#### Source passage
- - - - -

He is described as a man who spends most of his money on commodities and keeps the rest of it in the bank. Crow owns several Cthulhu Mythos objects, including the Clock of Dreams. The Clock is a time-space machine in the form of a coffin-shaped clock. It was previously owned by Randolph Carter and by de Marigny's father, and is referred to as "de Marigny's clock" in many of the early short stories.

==Inspiration==
In an interview with Lumley, Robert M. Price suggests various possible models for Crow, including Miro Hetzel, Jack Vance's futuristic detective, Doctor Who, Mervyn Peake's Titus Groan, August Derleth's Dr. Laban Shrewsbury, William Hope Hodgson's Carnacki and Seabury Quinn's Jules de Grandin. Lumley doesn't acknowledge any of these as conscious inspirations, saying that Crow's time-clock (which derives from Lovecraft's "Through the Gates of the Silver Key") long predates Who; that he's never read Peake's Gormenghast and that the similarity of names is coincidental; and that he "was never too keen on" Derleth's Shrewsbury. He does admit, however, to having "always had a soft spot" for Bram Stoker's Abraham Van Helsing.

==Bibliography==

===Novels===
- The Burrowers Beneath (1974, ISBN 0-312-86867-7)
- The Transition of Titus Crow (1975, ISBN 0-312-86299-7)
- The Clock of Dreams (1978, ISBN 0-312-86868-5)
- Spawn of the Winds (1978, ISBN 0-515-04571-3)

- - - - -

#### Data lines

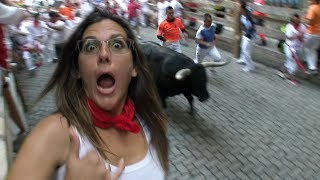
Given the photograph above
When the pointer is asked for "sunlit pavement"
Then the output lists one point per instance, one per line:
(254, 126)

- - - - -

#### What to work on
#1 In the Titus Crow passage, condense the paragraph beginning "In an interview with Lumley" into a shorter version that keeps its main facts.
#2 From the Titus Crow passage, set down the stretch from "- The Transition" through "(1978, ISBN 0-515-04571-3)", word for word.

#### Answer set
#1 Robert M. Price proposed several possible models for Crow in an interview with Lumley: Miro Hetzel, Jack Vance's futuristic detective, Doctor Who, Mervyn Peake's Titus Groan, August Derleth's Dr. Laban Shrewsbury, William Hope Hodgson's Carnacki and Seabury Quinn's Jules de Grandin. Lumley accepted none of them as conscious inspirations. He said Crow's time-clock, taken from Lovecraft's "Through the Gates of the Silver Key," long predates Doctor Who. He said he never read Gormenghast and that the shared name is a coincidence, and that he was not fond of Shrewsbury. He did admit a soft spot for Bram Stoker's Abraham Van Helsing.

#2
- The Transition of Titus Crow (1975, ISBN 0-312-86299-7)
- The Clock of Dreams (1978, ISBN 0-312-86868-5)
- Spawn of the Winds (1978, ISBN 0-515-04571-3)